(Items from a data source)
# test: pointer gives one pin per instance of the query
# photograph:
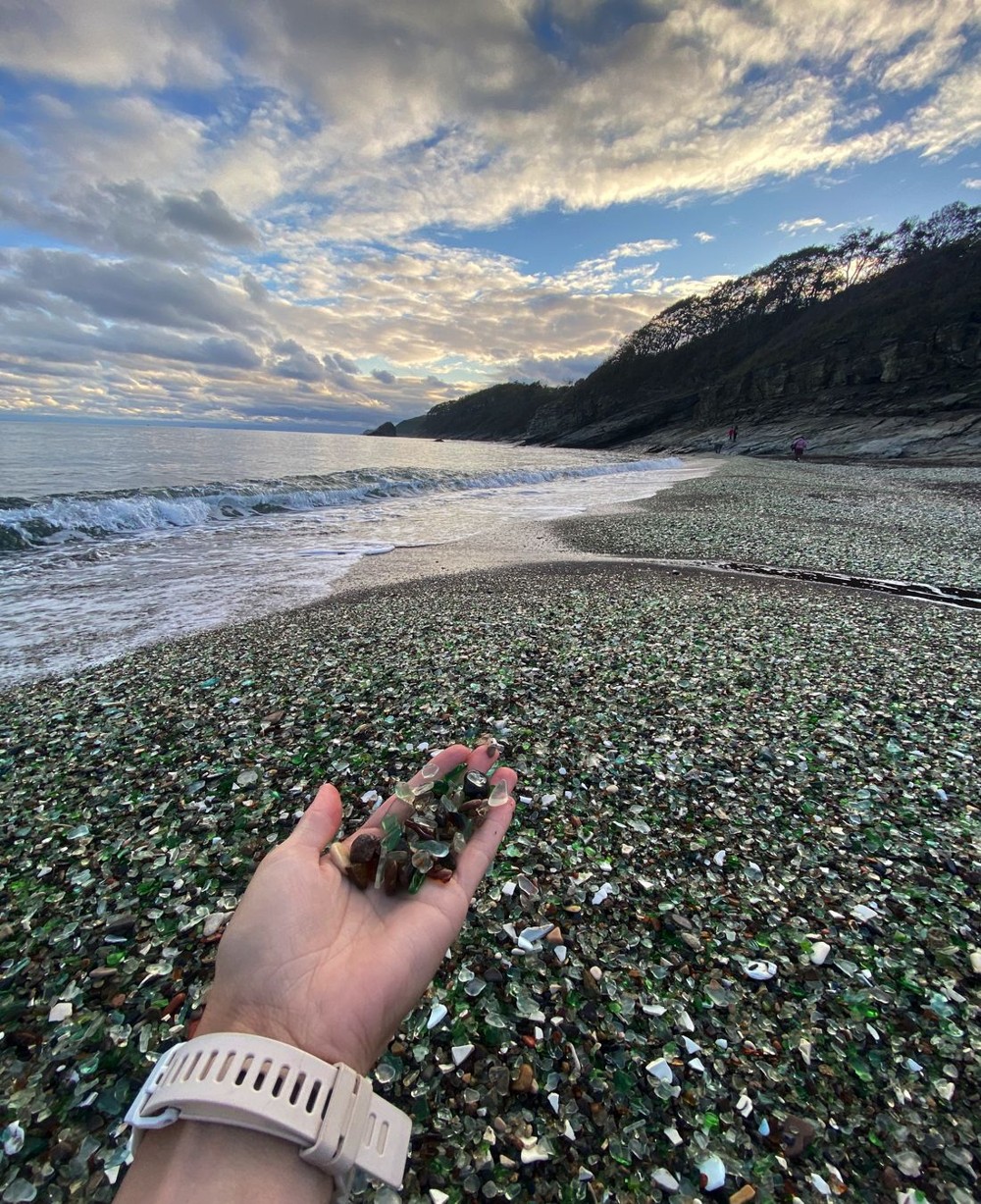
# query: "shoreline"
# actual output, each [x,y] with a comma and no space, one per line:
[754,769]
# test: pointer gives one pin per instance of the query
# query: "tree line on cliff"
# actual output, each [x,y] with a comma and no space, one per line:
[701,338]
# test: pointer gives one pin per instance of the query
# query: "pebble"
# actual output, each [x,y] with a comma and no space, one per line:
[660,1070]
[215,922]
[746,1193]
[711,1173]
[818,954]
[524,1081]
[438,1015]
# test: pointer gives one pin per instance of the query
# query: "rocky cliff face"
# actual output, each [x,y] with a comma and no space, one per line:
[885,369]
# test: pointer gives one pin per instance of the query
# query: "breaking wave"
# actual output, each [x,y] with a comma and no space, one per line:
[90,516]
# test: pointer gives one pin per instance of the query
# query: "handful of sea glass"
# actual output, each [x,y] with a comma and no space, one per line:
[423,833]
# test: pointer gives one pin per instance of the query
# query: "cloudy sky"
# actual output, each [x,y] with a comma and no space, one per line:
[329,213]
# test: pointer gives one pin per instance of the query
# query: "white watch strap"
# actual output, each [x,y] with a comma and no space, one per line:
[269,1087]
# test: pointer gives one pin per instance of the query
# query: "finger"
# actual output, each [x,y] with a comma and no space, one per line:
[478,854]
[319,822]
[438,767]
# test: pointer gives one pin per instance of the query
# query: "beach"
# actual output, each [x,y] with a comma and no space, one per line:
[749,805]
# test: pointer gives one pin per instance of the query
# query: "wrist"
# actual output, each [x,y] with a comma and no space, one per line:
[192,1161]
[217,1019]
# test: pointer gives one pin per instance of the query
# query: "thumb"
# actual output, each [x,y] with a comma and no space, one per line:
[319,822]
---
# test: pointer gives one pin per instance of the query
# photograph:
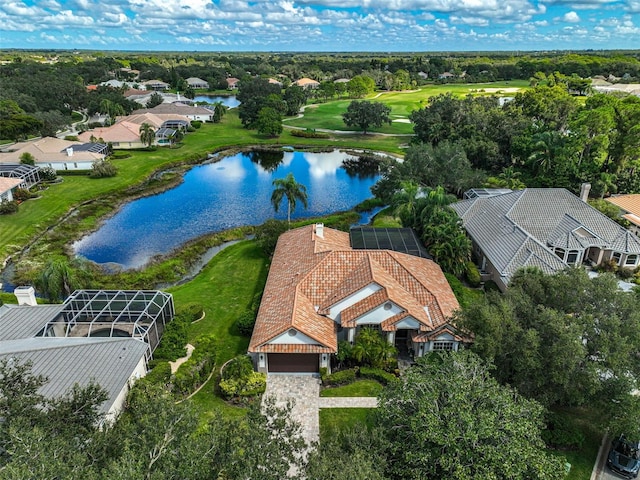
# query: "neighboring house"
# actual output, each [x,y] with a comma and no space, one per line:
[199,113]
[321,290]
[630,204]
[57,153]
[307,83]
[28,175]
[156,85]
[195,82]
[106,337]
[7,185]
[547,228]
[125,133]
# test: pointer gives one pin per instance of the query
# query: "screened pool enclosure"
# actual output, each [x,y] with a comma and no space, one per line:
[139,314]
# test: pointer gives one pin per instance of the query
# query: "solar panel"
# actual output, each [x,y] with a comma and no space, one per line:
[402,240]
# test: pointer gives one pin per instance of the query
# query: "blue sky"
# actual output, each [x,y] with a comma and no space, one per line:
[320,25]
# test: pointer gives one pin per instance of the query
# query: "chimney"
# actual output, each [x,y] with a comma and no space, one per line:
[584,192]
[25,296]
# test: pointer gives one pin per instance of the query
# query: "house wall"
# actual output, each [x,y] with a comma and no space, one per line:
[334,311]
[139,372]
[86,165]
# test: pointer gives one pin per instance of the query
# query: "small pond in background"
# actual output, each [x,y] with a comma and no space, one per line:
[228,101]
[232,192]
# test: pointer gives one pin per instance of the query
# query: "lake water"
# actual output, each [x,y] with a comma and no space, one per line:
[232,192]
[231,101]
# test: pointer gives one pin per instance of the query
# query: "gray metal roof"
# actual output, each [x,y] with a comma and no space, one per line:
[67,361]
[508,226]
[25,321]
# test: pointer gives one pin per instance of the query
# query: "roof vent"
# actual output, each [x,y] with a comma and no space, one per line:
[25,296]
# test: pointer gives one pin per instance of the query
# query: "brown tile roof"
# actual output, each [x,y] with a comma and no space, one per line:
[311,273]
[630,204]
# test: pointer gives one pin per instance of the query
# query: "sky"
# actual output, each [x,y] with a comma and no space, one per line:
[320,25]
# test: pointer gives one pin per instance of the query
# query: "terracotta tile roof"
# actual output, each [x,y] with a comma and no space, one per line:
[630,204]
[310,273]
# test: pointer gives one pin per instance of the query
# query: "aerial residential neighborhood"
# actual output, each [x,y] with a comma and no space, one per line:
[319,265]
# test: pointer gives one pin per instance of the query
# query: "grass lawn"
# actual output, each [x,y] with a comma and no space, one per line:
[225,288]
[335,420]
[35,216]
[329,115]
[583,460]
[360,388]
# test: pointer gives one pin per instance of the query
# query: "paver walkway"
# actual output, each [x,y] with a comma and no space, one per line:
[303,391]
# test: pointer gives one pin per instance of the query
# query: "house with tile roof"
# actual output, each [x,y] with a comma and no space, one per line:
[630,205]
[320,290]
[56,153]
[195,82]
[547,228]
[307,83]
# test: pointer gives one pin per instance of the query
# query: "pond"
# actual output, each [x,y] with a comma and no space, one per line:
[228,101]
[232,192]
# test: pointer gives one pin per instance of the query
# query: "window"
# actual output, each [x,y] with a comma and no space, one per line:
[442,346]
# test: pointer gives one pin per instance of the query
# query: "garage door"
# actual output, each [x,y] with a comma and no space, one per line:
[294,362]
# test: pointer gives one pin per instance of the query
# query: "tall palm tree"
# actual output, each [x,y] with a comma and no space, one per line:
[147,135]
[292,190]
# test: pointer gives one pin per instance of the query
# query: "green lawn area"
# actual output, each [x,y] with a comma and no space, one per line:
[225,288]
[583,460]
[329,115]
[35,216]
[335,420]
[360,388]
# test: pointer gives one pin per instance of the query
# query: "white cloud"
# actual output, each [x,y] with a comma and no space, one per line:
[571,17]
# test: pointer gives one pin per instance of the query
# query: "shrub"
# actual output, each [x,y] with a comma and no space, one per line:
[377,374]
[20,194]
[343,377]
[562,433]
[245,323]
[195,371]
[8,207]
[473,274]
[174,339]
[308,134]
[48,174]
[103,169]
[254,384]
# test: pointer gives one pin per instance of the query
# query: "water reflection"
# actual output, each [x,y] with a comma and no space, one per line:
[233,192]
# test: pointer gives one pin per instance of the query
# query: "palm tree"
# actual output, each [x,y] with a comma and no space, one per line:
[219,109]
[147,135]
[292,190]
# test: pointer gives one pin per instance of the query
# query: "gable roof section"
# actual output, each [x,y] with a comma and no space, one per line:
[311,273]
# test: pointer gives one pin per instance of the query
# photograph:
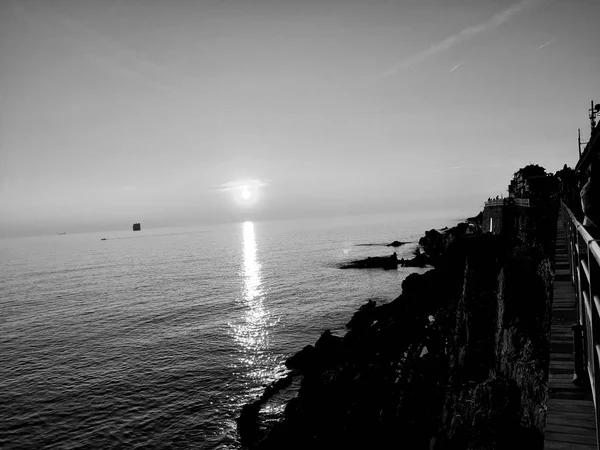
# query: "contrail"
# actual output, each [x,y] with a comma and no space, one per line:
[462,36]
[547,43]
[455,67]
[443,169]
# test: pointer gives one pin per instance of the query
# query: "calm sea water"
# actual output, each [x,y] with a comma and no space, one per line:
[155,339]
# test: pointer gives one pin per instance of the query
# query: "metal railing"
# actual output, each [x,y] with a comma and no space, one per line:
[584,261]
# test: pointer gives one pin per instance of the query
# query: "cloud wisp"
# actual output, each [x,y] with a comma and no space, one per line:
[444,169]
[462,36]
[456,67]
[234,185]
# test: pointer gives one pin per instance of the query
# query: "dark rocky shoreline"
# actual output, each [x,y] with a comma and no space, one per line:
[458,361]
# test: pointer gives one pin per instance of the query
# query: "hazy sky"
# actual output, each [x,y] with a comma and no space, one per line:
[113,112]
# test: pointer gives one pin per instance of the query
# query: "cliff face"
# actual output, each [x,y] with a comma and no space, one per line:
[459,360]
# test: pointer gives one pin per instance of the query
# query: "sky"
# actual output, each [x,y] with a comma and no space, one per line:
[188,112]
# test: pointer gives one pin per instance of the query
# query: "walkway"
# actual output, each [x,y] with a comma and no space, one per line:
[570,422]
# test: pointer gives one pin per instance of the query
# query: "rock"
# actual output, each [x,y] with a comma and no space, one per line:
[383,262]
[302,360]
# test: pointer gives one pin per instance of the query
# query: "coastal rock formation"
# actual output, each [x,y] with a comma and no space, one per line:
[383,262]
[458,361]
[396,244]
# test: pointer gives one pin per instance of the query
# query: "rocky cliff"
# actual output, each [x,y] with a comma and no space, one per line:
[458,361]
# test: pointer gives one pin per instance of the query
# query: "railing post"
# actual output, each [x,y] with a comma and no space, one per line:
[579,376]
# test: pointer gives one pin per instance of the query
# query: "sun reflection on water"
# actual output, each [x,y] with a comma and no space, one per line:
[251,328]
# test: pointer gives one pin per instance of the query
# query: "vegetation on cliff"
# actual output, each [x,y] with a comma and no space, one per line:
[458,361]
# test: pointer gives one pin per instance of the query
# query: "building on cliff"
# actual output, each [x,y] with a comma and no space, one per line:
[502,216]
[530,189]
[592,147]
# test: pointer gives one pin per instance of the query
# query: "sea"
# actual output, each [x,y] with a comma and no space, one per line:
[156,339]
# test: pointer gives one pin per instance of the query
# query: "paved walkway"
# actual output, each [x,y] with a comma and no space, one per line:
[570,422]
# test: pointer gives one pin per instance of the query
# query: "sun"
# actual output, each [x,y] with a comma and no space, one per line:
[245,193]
* * *
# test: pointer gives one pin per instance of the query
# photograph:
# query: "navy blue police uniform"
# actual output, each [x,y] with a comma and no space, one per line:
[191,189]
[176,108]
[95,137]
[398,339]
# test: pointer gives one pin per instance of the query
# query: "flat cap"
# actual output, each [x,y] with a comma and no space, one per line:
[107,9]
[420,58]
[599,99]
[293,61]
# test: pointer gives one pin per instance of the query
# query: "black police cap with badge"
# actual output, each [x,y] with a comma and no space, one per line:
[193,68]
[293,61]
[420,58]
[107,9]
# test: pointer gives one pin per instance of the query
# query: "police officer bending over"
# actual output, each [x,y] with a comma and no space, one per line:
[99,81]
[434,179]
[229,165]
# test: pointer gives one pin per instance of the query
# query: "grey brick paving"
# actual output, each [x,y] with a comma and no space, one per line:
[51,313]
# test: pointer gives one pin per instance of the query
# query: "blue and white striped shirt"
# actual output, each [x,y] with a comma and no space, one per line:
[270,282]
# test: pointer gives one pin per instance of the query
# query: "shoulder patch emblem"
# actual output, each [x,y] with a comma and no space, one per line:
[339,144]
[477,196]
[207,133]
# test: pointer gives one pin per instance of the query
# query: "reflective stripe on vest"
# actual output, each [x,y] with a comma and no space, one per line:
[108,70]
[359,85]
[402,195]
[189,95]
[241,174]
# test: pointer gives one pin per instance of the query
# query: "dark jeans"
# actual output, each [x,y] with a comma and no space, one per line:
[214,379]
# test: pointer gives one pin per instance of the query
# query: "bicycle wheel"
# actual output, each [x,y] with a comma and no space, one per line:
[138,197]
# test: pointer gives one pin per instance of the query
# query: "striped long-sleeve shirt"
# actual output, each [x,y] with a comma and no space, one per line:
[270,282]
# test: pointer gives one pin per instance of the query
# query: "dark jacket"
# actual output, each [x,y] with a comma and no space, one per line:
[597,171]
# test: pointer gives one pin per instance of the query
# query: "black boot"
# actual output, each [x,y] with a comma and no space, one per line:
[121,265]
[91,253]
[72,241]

Task directions:
State the count of lines above containing the string "house", and add nothing to it.

Reply:
3